--- start EXCERPT TO READ ---
The modes of expressing data are legally significant, because their creation usually involves some effort and resource allocation. Despite such an investment, an author that expresses data in a particular mode may not realize the full benefit of that expression, because a mode of expression (distinct from any physical manifestation) is technically non-excludable, can be enjoyed by others at relatively little marginal cost, and has utility associated with positive externalities. Thus, the law may need to step in to incentivize the creation of modes of expression to achieve an optimal level of development.

No alt text provided for this image

(ii) The Medium of Expression

As for the medium of expression, its connection to data is secondary to practical considerations regarding its tangible form. For one, a medium of expression is subject to possession, allowing for potential access to or exclusion of the expressed data. Secondly, a medium of expression facilitates isolated processing activities, with no bearing on data processing that utilizes other mediums of expression. Finally, the medium of expression’s connection to the data it conveys (or is meant to convey) is dependent on the embodied mode of expression, especially to the extent it embodies a mode of expression of particular aesthetic or functional qualities. Thus, the medium of expression presents concerns that precede (and may supersede) concerns regarding expressed data.
--- end EXCERPT TO READ ---
> _WORK TO COMPLETE_
[1] In the excerpt on expressing data, what is a medium of expression said to be subject to, allowing potential access to or exclusion of the expressed data?
[2] Continue the excerpt on expressing data from its final sentence.
--- start PROVIDED MATERIAL ---
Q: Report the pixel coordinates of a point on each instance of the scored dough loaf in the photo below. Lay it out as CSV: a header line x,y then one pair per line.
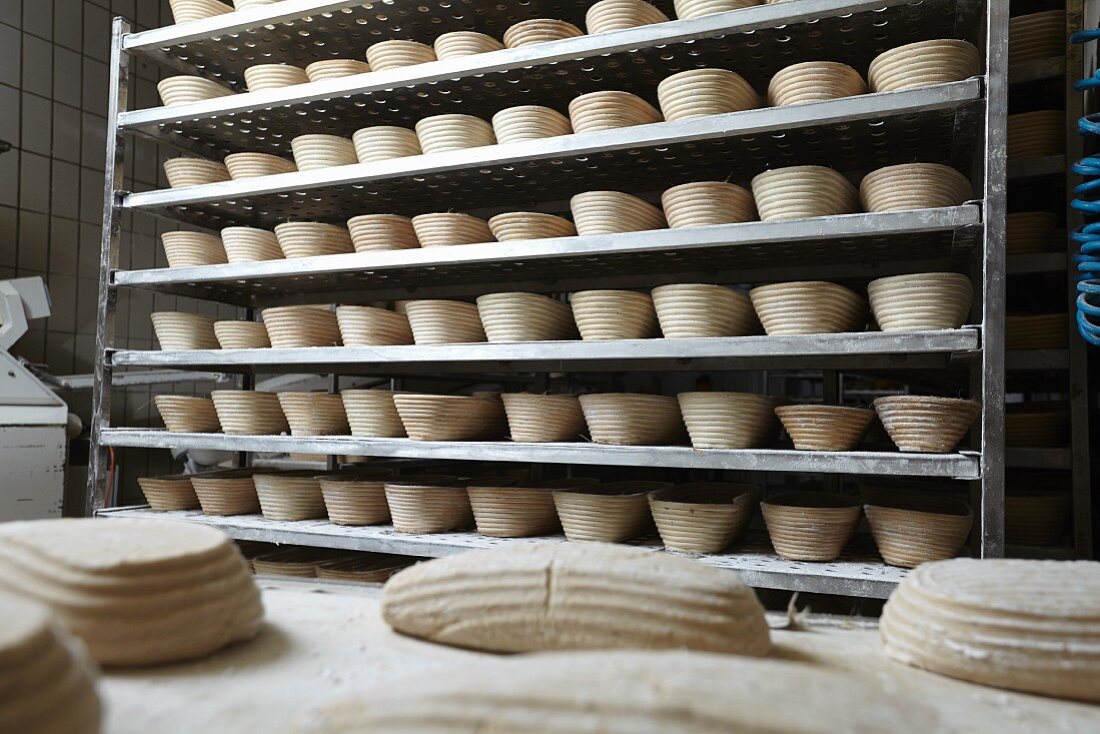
x,y
556,596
--- end PROVIDED MATERIAL ---
> _WRITTEN RESPONSES_
[1] Possession.

[2]
For the above reasons, a medium of expression’s social and economic value may correlate the expressed data’s use value, but such correlation depends on extraneous factors. This feature complicates the task of coordinating policies for protecting data with policies for protecting the mediums of expressing data. Thus, legal regimes directly governing mediums of expression as property are distinguishable from legal regimes indirectly governing expressed data based on tort law.

Any medium of expressing data is legally significant, because it is composed of tangible resources that are susceptible to allocation. Like all other tangible resources, a medium of expression: is finite; may be possessed, transferred, and excluded from access; and has inherent value, at least in terms of opportunity costs. Thus, the law must provide a scheme for allocating such resources and governing their use.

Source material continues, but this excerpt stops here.